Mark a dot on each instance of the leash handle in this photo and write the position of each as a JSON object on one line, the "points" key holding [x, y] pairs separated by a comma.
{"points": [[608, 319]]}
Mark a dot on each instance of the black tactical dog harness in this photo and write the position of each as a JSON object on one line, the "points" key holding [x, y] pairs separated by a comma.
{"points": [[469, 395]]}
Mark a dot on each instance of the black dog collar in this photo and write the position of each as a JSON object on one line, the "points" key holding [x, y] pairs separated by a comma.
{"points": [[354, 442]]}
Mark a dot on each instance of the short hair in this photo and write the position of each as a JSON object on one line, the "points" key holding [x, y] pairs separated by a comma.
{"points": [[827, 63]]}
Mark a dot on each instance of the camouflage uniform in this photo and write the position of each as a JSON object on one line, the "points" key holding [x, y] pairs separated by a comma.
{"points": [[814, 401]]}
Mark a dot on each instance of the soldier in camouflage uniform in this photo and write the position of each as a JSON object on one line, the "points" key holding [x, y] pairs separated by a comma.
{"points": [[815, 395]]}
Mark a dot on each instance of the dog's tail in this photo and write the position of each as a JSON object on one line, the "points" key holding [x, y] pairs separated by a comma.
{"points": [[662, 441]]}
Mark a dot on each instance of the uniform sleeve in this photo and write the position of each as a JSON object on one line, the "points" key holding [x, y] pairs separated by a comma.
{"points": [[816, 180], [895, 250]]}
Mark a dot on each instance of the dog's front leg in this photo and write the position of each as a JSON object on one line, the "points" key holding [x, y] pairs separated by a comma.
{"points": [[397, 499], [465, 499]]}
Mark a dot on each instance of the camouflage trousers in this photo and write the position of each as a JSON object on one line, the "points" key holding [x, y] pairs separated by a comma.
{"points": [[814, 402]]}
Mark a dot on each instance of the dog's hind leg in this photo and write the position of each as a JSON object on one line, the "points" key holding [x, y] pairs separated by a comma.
* * * * * * *
• DESCRIPTION OF THE TASK: Please format every line of the items above as a JSON list of strings, one string per line, with blank lines left out.

• RESULT:
[
  "Mark a dot on each instance of the leash handle in this photo and write the position of each as a JSON object on one line, the \"points\" key holding [x, y] pairs separated by a comma.",
  "{\"points\": [[608, 319]]}",
  "Mark a dot on each instance of the black tactical dog harness in this photo and write the position of each as a JSON object on one line, the \"points\" key holding [x, y] pairs separated by a comma.",
  "{\"points\": [[469, 395]]}",
  "Mark a dot on each instance of the black dog collar in this photo and write the position of each as a JSON object on one line, the \"points\" key holding [x, y] pairs separated by a comma.",
  "{\"points\": [[354, 442]]}",
  "Mark a dot on each instance of the short hair in this photo and write the position of each as a JSON object on one line, the \"points\" key holding [x, y] pairs separated by a comma.",
  "{\"points\": [[827, 63]]}",
  "Mark a dot on each instance of the camouflage uniform in this photo and write the position of each as a JSON object on one line, the \"points\" key holding [x, y] pairs separated by a comma.",
  "{\"points\": [[814, 401]]}",
  "Mark a dot on each instance of the soldier in camouflage uniform in this photo and write the position of each as a JSON object on one line, the \"points\" key holding [x, y] pairs separated by a comma.",
  "{\"points\": [[815, 395]]}",
  "Mark a dot on each instance of the dog's tail in this photo and write the position of each as a JSON object on one line, the \"points\" key holding [x, y] pairs separated by a comma.",
  "{\"points\": [[662, 441]]}",
  "Mark a dot on each instance of the uniform sleeve in this photo and write the position of each as a JSON object on one line, the \"points\" key holding [x, y] pairs separated by a comma.",
  "{\"points\": [[816, 180], [895, 250]]}",
  "Mark a dot on each instance of the dog's front leg in this photo and write the position of each as a JSON object on one line, the \"points\" key holding [x, y] pairs separated by a comma.",
  "{\"points\": [[397, 499], [465, 499]]}",
  "Mark a dot on each instance of the camouflage trousers in this photo and write the position of each as a JSON object on one line, the \"points\" key holding [x, y] pairs separated by a comma.",
  "{\"points\": [[814, 402]]}",
  "Mark a dot on each instance of the dog's hind leg in this photo and write the position of each as a JSON object on one line, the \"points\" key holding [x, y] pairs separated by a comma."
]